ZITIERTER ABSCHNITT:
--
Das Gehirn ändert seinen Rhythmus innerhalb von Minuten nach der Stimulation während einer THS-Operation zur Behandlung therapieresistenter Depressionen
06.11.2021 Die tiefe Hirnstimulation (THS) hat sich bei vielen Patienten mit behandlungsresistenten Depressionen als wirksame Behandlung erwiesen, doch ist die genaue Wirkungsweise nicht bekannt.
Wissenschaftler auf der ganzen Welt sind auf der Suche nach objektiven Biomarkern für die Wirksamkeit der THS-Behandlung, damit dieser experimentelle Ansatz optimiert, zugelassen und den Betroffenen zur Verfügung gestellt werden kann.
Neue in der Zeitschrift Translational Psychiatry veröffentlichte Forschungsergebnisse zeigen, dass eine kurze Exposition mit therapeutischer Stimulation zum Zeitpunkt der Implantation während der Operation eine schnelle und konsistente elektrophysiologische Veränderung des Hirnzustands hervorruft, die durch eine Abnahme der Beta-Leistung am Ort der Stimulation gekennzeichnet ist.
Diese intraoperativen Veränderungen der Gehirnaktivität sind bei einzelnen Probanden zu beobachten und mit einem signifikanten und anhaltenden Rückgang der depressiven Symptome außerhalb des Operationssaals ohne zusätzliche Stimulation verbunden, wodurch die Verringerung der Beta-Leistung als neuartiger Biomarker für die Optimierung der tiefen Hirnstimulation etabliert wird.
--
NACHSTEHENDE DATEN:
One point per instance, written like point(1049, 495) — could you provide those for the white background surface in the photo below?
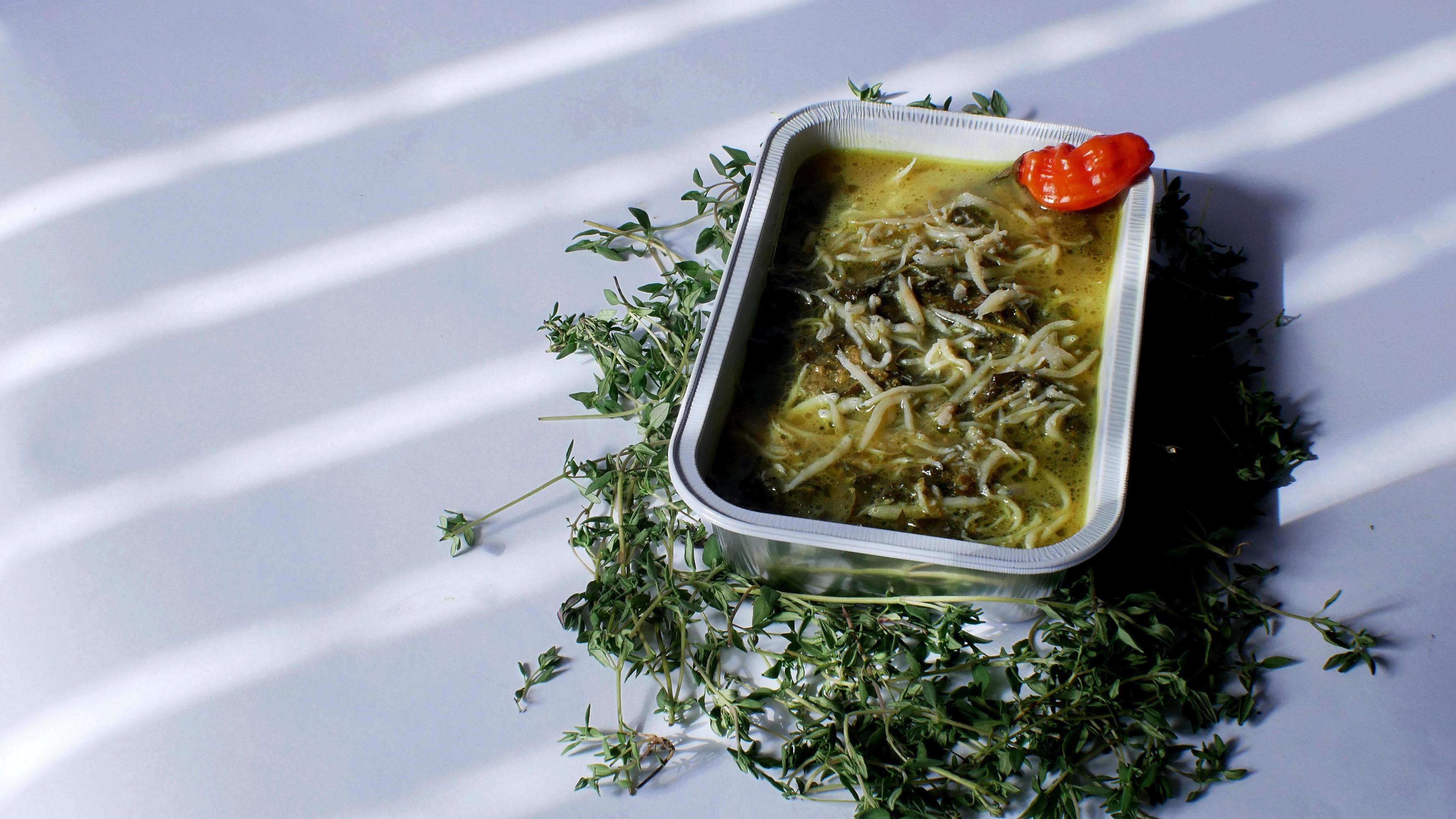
point(270, 281)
--
DIE AUFGABE:
Gib den zitierten Abschnitt vom Anfang „Das Gehirn ändert“ bis zum Ende „gestellt werden kann.“ wieder und ändere dabei „Wissenschaftler“ in „Forschende“.

ANTWORT:
Das Gehirn ändert seinen Rhythmus innerhalb von Minuten nach der Stimulation während einer THS-Operation zur Behandlung therapieresistenter Depressionen
06.11.2021 Die tiefe Hirnstimulation (THS) hat sich bei vielen Patienten mit behandlungsresistenten Depressionen als wirksame Behandlung erwiesen, doch ist die genaue Wirkungsweise nicht bekannt.
Forschende auf der ganzen Welt sind auf der Suche nach objektiven Biomarkern für die Wirksamkeit der THS-Behandlung, damit dieser experimentelle Ansatz optimiert, zugelassen und den Betroffenen zur Verfügung gestellt werden kann.